Dataset entries
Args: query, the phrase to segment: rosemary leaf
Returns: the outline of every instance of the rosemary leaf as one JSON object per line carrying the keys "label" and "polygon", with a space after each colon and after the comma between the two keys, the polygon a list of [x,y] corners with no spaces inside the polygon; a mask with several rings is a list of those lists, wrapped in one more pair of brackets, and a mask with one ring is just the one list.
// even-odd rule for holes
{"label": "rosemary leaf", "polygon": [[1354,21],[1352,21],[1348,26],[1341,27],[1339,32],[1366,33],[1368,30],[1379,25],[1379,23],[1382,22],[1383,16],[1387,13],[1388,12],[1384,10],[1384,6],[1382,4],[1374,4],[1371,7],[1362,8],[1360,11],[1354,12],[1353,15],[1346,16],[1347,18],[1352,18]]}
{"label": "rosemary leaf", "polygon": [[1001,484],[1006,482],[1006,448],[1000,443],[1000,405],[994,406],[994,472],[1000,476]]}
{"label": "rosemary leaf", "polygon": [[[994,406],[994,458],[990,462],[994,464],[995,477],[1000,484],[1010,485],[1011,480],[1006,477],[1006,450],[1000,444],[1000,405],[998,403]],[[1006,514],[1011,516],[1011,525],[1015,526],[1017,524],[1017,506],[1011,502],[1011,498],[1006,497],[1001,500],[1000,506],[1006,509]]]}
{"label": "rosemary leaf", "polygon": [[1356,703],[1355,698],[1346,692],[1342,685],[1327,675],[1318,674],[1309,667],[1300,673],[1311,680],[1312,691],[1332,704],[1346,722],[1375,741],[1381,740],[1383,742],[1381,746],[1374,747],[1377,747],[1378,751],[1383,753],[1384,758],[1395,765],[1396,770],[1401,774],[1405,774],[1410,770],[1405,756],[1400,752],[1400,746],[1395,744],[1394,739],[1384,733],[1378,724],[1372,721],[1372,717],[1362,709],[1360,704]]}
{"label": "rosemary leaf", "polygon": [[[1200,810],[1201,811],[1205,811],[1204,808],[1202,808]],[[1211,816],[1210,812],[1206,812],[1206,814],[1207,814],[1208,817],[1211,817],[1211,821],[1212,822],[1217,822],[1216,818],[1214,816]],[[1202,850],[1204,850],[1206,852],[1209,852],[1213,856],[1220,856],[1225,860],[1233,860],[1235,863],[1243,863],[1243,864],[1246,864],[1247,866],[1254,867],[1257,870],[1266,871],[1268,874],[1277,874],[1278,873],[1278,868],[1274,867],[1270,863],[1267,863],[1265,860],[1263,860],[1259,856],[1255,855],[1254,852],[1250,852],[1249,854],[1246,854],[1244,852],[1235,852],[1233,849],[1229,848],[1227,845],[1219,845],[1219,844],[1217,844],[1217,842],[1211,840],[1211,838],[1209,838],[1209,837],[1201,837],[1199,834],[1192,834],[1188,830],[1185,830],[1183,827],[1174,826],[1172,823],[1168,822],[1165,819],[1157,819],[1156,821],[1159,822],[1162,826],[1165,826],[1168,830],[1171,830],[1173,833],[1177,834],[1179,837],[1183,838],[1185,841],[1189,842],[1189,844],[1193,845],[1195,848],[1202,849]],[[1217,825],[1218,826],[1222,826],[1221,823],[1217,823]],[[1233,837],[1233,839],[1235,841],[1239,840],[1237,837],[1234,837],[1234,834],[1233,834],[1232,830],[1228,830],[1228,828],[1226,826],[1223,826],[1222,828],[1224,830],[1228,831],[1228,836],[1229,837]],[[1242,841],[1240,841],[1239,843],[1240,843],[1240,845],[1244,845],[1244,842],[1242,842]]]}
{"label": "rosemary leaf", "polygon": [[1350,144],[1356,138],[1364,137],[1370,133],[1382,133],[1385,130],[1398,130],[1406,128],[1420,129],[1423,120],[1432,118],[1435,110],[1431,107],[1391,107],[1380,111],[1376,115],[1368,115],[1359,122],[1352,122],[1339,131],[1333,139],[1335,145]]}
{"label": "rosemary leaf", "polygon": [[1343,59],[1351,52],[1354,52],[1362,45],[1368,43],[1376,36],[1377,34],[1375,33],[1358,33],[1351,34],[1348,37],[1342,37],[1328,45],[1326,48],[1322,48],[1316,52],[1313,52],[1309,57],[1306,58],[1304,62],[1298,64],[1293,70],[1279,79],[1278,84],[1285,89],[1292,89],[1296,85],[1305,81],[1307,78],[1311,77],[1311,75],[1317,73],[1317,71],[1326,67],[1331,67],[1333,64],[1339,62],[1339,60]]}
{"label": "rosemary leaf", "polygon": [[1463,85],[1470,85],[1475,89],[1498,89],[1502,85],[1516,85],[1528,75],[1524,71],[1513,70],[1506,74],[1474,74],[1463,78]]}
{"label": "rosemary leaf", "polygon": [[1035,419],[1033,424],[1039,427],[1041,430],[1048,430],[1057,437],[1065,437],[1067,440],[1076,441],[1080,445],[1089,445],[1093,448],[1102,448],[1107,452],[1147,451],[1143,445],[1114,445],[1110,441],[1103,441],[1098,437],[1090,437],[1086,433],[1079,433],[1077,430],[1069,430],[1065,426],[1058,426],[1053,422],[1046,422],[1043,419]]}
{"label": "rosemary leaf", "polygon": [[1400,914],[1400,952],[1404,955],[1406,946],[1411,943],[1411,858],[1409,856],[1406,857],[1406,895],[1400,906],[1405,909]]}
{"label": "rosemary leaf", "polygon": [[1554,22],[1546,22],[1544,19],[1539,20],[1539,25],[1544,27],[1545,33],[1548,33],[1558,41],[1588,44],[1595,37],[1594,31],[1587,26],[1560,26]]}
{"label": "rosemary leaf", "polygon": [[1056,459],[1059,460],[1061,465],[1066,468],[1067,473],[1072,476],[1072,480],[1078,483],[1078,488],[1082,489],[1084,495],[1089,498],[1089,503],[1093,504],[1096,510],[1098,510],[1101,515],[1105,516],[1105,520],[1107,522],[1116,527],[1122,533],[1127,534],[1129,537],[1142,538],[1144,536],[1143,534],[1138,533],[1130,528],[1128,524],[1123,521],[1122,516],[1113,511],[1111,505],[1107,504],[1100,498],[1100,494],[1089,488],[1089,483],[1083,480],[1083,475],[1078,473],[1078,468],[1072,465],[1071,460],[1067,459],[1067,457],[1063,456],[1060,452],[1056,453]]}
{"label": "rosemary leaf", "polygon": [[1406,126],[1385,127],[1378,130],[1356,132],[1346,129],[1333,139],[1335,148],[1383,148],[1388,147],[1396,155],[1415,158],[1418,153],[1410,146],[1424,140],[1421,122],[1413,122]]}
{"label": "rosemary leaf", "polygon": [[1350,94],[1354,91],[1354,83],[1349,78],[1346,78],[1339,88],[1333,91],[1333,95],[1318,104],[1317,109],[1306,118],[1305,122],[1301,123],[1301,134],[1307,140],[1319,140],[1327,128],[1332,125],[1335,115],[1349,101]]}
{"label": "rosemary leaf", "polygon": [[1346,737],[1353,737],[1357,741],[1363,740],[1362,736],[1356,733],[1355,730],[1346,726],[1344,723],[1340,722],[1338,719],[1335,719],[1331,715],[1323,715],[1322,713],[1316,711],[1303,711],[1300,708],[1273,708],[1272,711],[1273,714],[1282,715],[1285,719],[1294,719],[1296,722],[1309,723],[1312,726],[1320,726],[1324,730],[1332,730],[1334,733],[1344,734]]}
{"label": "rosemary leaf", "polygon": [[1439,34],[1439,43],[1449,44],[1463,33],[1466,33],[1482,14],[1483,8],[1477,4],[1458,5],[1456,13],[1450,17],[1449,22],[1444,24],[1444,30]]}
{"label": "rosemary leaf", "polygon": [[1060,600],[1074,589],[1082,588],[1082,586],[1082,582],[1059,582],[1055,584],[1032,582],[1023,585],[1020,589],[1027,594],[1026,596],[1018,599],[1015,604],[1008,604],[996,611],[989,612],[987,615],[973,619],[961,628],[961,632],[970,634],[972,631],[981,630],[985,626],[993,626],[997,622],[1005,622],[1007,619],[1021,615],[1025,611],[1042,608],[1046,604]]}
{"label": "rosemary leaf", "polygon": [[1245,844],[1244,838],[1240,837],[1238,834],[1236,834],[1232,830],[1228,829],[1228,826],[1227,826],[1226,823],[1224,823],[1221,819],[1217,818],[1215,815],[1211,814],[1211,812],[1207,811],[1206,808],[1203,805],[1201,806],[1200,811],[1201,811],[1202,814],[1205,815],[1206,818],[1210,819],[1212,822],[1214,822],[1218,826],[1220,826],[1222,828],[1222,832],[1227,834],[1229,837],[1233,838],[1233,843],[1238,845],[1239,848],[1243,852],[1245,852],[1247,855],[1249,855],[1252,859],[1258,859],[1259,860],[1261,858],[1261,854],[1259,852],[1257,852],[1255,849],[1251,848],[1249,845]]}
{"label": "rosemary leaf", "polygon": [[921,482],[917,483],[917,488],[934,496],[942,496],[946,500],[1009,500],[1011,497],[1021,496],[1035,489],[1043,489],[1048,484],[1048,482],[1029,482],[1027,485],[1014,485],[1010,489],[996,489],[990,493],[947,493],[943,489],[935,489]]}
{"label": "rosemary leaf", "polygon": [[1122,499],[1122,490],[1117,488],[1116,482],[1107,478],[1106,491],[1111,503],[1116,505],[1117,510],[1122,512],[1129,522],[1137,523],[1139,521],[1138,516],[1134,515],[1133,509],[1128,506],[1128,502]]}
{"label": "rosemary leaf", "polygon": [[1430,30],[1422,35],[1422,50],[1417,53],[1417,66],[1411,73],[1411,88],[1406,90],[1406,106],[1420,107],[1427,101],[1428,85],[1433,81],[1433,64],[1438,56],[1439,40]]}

◆ **ABOUT THIS TASK**: The lines running from the start of the data through the one that contains "Returns: the outline" should be reproduced exactly, and only those.

◆ **EXERCISE RESPONSE**:
Args: query, the phrase to segment: rosemary leaf
Returns: the outline of every instance of the rosemary leaf as one JSON object per line carrying the keys "label" and "polygon", with a space after each colon and after the comma between the two keys, the polygon a list of [x,y] corners with no spaces inside the polygon; a mask with several rings is a list of those lists, wrapped in one more pair of brackets, and a mask with one ring is just the one list.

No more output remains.